WORK ORDER:
Below are records; quote them exactly from the first line through the line that contains "box: [170, 247, 485, 652]".

DATA FOR REVIEW:
^^^^^^^^^^^^^^^^

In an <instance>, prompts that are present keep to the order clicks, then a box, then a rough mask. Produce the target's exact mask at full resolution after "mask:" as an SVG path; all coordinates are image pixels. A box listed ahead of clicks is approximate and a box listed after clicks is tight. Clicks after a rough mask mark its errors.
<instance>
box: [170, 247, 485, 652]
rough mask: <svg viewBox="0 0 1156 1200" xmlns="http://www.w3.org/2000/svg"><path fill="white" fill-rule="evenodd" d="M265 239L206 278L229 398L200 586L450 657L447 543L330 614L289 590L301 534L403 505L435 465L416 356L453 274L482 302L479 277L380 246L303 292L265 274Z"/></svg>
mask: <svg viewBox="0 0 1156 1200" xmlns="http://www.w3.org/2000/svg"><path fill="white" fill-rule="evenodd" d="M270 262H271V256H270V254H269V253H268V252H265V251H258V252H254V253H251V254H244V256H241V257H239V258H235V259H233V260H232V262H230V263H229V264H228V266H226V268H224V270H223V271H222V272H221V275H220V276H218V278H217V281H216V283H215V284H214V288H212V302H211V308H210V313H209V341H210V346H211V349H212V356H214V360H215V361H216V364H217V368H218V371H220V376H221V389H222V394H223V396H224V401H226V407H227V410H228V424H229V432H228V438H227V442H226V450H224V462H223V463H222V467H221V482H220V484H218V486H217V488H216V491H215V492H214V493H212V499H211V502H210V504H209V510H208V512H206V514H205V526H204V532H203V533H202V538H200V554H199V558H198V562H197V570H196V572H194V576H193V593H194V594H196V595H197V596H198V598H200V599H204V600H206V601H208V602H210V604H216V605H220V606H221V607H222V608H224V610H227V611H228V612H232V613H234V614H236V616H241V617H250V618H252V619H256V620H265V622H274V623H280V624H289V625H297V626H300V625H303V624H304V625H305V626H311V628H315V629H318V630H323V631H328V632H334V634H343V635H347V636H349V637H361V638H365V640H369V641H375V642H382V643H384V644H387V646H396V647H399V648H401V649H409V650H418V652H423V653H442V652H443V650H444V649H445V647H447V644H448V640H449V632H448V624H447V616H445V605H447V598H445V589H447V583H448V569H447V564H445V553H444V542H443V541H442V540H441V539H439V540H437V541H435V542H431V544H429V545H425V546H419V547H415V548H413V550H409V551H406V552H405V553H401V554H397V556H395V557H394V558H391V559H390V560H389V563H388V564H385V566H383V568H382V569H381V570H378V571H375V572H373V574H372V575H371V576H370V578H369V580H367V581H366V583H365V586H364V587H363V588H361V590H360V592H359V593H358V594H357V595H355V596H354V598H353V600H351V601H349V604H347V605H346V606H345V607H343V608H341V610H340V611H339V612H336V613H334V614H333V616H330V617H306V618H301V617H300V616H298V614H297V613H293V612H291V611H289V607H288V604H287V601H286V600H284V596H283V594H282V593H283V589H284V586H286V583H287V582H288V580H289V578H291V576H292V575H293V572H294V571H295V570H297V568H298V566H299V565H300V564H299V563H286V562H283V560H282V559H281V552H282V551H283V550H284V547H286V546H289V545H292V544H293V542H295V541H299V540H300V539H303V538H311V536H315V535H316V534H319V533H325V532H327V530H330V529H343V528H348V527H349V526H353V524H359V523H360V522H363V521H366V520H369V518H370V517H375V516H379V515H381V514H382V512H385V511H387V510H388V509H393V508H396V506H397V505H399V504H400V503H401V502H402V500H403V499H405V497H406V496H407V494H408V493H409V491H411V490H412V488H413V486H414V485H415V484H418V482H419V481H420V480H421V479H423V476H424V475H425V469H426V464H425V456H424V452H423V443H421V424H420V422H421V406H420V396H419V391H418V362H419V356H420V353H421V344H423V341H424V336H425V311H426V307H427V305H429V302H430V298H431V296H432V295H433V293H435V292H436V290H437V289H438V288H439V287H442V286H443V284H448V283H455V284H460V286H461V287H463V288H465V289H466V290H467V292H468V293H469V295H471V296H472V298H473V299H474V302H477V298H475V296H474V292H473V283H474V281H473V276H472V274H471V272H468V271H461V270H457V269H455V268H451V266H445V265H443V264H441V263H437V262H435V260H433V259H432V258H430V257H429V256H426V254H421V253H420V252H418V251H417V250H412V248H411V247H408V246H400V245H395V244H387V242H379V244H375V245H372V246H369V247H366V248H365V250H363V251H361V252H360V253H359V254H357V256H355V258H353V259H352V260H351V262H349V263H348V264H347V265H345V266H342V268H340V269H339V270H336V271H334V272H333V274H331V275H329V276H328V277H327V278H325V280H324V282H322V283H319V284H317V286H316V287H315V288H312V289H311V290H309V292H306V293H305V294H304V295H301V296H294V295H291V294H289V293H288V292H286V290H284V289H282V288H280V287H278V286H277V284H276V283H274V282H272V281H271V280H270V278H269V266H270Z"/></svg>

^^^^^^^^^^^^^^^^

RESPONSE:
In an <instance>, prompts that are present keep to the order clicks, then a box, then a rough mask. Produce the target's exact mask at full resolution after "mask:" as an SVG path; all coordinates are image pixels. A box listed ahead of clicks is approximate and a box listed after clicks is tight. Clicks after a rough mask mark its errors.
<instance>
box: [170, 247, 485, 652]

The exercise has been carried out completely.